[Records]

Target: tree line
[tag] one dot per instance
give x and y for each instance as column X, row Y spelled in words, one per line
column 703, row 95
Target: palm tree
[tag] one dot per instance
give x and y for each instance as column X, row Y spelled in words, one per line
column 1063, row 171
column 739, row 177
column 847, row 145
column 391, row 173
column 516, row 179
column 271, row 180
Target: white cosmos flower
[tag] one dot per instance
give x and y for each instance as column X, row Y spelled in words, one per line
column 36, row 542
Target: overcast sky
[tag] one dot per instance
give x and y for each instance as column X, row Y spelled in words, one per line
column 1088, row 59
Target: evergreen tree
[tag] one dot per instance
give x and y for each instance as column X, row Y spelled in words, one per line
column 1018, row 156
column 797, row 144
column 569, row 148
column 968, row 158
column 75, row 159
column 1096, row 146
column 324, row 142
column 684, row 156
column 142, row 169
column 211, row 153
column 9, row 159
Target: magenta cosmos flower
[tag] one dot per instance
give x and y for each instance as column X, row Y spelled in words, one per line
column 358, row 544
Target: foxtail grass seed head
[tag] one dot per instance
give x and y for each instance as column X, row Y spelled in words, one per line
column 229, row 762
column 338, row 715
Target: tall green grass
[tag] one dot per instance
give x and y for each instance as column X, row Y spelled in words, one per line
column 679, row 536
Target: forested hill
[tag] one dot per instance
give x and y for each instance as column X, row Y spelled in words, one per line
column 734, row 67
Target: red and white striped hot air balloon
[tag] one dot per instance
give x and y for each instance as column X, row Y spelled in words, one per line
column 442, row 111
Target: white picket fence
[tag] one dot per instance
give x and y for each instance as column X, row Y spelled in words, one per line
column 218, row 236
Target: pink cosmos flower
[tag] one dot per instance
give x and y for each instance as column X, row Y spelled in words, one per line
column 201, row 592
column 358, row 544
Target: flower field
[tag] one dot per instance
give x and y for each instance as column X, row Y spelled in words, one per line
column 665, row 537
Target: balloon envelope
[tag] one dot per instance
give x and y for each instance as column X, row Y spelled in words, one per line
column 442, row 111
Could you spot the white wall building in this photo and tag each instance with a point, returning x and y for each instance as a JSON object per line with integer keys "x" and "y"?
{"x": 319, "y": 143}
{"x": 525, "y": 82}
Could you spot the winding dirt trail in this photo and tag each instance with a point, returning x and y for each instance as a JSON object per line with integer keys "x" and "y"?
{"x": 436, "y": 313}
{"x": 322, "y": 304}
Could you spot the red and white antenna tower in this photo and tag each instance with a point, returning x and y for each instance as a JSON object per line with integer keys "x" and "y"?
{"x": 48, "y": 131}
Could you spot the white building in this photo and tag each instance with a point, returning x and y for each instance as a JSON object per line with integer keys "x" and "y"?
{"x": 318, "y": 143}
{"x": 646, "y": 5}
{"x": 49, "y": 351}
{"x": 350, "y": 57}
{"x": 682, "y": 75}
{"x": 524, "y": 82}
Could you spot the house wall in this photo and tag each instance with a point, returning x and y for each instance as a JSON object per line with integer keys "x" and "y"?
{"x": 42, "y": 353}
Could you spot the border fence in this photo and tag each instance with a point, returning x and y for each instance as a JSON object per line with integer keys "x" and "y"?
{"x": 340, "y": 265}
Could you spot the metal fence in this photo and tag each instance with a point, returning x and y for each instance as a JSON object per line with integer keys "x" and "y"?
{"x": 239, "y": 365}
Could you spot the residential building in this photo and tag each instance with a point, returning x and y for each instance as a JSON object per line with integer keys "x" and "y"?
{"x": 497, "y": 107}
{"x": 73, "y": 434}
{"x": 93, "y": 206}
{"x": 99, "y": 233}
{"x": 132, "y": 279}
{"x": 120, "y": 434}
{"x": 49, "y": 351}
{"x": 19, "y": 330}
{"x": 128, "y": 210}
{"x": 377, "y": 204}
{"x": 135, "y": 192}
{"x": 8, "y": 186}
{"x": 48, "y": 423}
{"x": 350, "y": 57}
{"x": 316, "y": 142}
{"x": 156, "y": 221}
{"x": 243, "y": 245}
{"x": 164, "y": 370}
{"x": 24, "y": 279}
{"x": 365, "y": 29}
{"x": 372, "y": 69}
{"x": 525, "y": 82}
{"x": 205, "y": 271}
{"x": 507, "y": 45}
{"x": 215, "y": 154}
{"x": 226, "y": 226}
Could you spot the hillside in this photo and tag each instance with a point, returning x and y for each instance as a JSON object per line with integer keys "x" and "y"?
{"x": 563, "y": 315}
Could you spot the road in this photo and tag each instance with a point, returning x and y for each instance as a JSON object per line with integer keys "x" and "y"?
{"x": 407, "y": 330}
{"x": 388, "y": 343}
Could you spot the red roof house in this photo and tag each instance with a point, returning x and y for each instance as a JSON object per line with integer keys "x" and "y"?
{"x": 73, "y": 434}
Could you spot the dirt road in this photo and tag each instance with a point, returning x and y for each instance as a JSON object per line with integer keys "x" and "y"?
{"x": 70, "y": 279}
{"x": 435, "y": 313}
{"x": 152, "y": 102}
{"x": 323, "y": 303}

[/Records]

Your goal:
For the entries above, count the lines that contain the string "flower", and state that number without further comment.

Expected output:
4